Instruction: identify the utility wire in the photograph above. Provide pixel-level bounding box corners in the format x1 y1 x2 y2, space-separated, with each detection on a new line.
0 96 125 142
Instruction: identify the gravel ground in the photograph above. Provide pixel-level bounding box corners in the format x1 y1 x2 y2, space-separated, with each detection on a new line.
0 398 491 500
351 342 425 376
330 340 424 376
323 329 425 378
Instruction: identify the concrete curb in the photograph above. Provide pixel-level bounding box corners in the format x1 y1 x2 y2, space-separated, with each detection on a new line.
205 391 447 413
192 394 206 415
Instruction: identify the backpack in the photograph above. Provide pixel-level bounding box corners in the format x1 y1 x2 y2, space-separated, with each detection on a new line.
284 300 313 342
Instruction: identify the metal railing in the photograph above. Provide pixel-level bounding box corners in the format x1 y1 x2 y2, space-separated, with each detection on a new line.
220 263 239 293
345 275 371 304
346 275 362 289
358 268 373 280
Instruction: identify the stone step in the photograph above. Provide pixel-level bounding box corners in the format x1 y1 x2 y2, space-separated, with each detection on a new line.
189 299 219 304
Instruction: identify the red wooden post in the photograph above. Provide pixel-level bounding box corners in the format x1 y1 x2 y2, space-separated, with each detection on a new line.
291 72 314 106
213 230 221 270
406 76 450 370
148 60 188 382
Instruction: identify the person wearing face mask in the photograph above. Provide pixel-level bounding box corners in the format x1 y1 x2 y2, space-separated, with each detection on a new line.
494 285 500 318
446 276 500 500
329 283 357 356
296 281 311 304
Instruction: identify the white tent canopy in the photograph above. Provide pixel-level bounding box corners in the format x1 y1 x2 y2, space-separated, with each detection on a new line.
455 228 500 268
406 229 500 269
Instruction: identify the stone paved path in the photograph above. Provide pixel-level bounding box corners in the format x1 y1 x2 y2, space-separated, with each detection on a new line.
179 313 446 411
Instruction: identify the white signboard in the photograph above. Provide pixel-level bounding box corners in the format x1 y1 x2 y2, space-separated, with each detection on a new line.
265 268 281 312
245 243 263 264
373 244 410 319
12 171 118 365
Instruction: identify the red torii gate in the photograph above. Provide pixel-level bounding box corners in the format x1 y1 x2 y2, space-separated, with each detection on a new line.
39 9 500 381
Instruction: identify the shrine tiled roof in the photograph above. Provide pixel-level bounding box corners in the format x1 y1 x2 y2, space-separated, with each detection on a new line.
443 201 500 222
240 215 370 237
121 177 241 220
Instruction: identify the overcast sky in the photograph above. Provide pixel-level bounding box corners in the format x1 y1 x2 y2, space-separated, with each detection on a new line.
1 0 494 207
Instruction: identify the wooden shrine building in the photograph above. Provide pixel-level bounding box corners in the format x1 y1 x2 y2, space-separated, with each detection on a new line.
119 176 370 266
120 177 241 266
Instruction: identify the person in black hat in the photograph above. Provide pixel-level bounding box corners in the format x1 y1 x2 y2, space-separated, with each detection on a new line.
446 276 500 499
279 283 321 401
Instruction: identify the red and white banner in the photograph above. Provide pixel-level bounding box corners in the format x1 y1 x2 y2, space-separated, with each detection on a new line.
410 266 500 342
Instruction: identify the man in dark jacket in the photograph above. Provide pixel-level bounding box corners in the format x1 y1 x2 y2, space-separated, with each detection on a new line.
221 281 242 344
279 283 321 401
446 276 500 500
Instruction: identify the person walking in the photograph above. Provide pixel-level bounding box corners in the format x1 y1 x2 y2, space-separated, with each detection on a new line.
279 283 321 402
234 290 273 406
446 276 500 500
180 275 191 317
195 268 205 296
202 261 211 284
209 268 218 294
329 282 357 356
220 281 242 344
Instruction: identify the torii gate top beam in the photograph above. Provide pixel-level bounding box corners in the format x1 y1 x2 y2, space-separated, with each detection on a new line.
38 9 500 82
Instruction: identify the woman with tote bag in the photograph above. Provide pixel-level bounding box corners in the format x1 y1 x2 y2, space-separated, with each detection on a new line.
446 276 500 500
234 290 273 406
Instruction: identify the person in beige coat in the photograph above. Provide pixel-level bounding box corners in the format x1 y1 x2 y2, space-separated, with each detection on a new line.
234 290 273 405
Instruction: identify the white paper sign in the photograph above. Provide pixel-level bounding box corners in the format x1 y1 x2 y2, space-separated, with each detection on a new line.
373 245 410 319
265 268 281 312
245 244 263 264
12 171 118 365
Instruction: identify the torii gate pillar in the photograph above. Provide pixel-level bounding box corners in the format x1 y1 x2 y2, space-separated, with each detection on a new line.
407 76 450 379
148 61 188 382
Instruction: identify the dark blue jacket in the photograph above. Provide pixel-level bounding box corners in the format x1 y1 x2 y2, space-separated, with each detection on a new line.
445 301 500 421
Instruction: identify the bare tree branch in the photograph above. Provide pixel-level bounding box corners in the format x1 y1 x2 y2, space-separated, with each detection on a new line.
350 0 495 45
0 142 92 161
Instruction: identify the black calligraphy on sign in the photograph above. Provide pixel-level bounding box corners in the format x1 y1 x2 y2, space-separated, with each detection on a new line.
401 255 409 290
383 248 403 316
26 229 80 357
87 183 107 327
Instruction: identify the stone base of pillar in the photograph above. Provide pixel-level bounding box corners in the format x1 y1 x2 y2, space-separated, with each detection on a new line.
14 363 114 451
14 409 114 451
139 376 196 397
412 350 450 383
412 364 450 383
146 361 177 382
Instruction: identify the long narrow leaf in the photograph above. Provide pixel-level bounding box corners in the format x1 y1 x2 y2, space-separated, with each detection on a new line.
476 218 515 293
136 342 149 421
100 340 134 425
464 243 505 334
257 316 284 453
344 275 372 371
++++++++++++++++++++
▶ _Task item_
Print each line of the data exactly. Keep all of it.

▶ _Written answer_
Instruction: identify the utility wire in the photograph above. Provide pixel-level bounding box corners in the format x1 y1 x2 y2, space-separated, with each detection on a new line.
0 96 125 142
Instruction: identify the gravel ground in the photograph above. Provide pixel-level bounding box corners in the format x1 y1 x2 y2, space-separated, with each detection on a new line.
0 398 491 500
351 342 425 376
330 340 424 376
323 329 425 378
Instruction: identify the concrete curb in the photograph above. Provide pixel-level bounding box corners in the format x1 y1 x2 y2, space-separated, with each detection on a new line.
205 391 447 413
192 394 206 415
Instruction: identify the backpack in the photograph above. Provide pixel-level bounding box corners in the format x1 y1 x2 y2, space-separated, with each detection on a new line.
284 300 313 342
Instruction: identify the metal railing in the photograph above. Provide pixel-level bounding box corners in the format x1 y1 x2 y2, space-separated, with each detection on a new line.
220 263 239 293
345 275 371 304
346 275 362 289
358 268 373 280
Instruction: identify the stone step in the photograph above. Provide pixel-level bounding box corners in the format x1 y1 x2 y2, space-separated, with each detection on a new line.
189 299 219 304
Instruction: identify the red wooden post in the photograph above. Provide pixel-level bounding box corners in the format x1 y1 x2 y2, space-separated, with each detection on a new line.
291 72 314 106
213 230 221 270
406 76 450 370
148 60 188 382
Instruction: identify the person wearing face mask in the photograph above. Provide pixel-level bounding box corners in the format x1 y1 x2 y2, space-separated, with each detection on a new line.
494 285 500 318
446 276 500 500
329 283 357 356
296 281 311 304
Instruction: identify the white tent canopy in the photograph above. Provide pixel-level bounding box corners in the format x1 y1 x2 y2, space-separated, with each detection on a new line.
455 228 500 268
406 229 500 269
Instruction: identify the stone paved path in the photograph above. Provide pixel-level bounding box corners in the format x1 y1 x2 y2, space-separated, with each detection on a new line.
179 313 446 411
Instruction: identify the white signboard in the photograph above. Provide pixel-level bounding box corners in the format x1 y1 x2 y2, space-separated, with each detection on a new line.
265 268 281 312
245 243 263 264
373 244 410 319
12 171 118 365
Instruction: identify the red torii gate in the photograph above. Provide pixel-level bounding box corners in the format x1 y1 x2 y2, space-separated, with each detection on a new line.
39 9 500 381
Instruction: identify the shrine tiled roof in the photograph above. Provide pixel-level bounding box corners in the format x1 y1 x2 y2, space-separated, with each detection on a new line.
443 201 500 222
240 215 370 237
121 177 241 220
Instruction: identify the overcast sky in the photograph above. Provide pixel-level bounding box corners in the format x1 y1 x2 y2, space-separated, with each detection on a new line.
1 0 494 207
Instruction: identify the wooden shrine building in the photograph above. Provide pixel-level bounding box corners in the format x1 y1 x2 y2, space-separated, with each detection on a new line.
119 176 370 266
120 177 241 266
Instruction: identify the person in black hat in the photograph above. Provide pixel-level bounding box corners in the format x1 y1 x2 y2, space-separated, with each detection on a new line.
446 276 500 499
279 283 321 401
Instruction: identify the red and white banner in the photograph above. Provide pixel-level bounding box corners in the format x1 y1 x2 y2, space-separated, with each detection on a new line.
410 266 500 342
Instruction: identify the man in dark jacket in the photograph above. Provide pixel-level bounding box corners in the format x1 y1 x2 y2, space-separated, with each detection on a new line.
221 281 242 344
279 283 321 401
446 276 500 500
Instruction: identify the person walking in the photograph above. Provide pixel-level bounding box corners in the format x1 y1 x2 y2, space-separated, with each detection on a new line.
279 283 321 402
234 290 273 406
446 276 500 500
180 275 191 317
195 268 205 296
202 261 211 284
209 268 218 294
329 282 357 356
220 281 242 344
Instruction: identify the torii gate top beam in the photograph above. Provide pixel-level bounding box corners in the format x1 y1 x2 y2, space-separated, with each detection on a new line.
38 9 500 82
Instruction: identify the woman with tote bag in the photograph above. Provide pixel-level bounding box corners in the format x1 y1 x2 y2, space-separated, with each detection on a new line.
446 276 500 500
234 290 273 406
Instruction: identify the person in beige coat in the photograph above. Provide pixel-level bounding box corners in the format x1 y1 x2 y2, space-separated, with each detection on a new line.
234 290 273 405
Instruction: identify the white paper sign in the photograph above. Provide pixel-level bounding box corners in the format x1 y1 x2 y2, space-separated, with each detection on a new line.
373 245 410 319
265 268 281 312
245 244 263 264
12 171 118 365
Instruction: identify the torii gate pillar in the photograph above. Provide pixel-level bounding box corners in the format x1 y1 x2 y2, space-separated, with each detection on a new line.
407 76 450 379
148 61 188 382
Instruction: identify the dark blue jacket in the photograph above. Provide pixel-level bounding box corners in the format x1 y1 x2 y2, space-separated, with each detection on a new line.
445 301 500 421
Instruction: identify the bare tree branch in the photograph above. Provide pixel-level bounding box corners in the format x1 y1 x2 y2, space-separated, with each detection on a new line.
350 0 495 45
0 142 92 161
Instruction: identify the black calligraphy on sign in the photograph above. Provide pixel-level bounding box corners in the format x1 y1 x2 y2, space-separated, with each detection on a new line.
401 255 409 290
383 248 403 316
26 229 80 357
87 183 107 327
Instruction: identify the stone base of pillar in the photograph above. Provide pixel-level bounding box corners in the format x1 y1 x2 y2, space-separated, with each detection on a new line.
14 363 114 451
14 409 114 451
139 376 196 397
412 350 450 383
412 364 450 383
146 361 177 382
Instruction: identify the long narrow leaf in the photograph above. Provide pixel-level bounding box corners in the format x1 y1 x2 y2, space-separated, with each detection on a new line.
476 218 515 293
136 342 149 421
100 340 134 425
464 243 505 334
257 316 284 453
344 275 372 371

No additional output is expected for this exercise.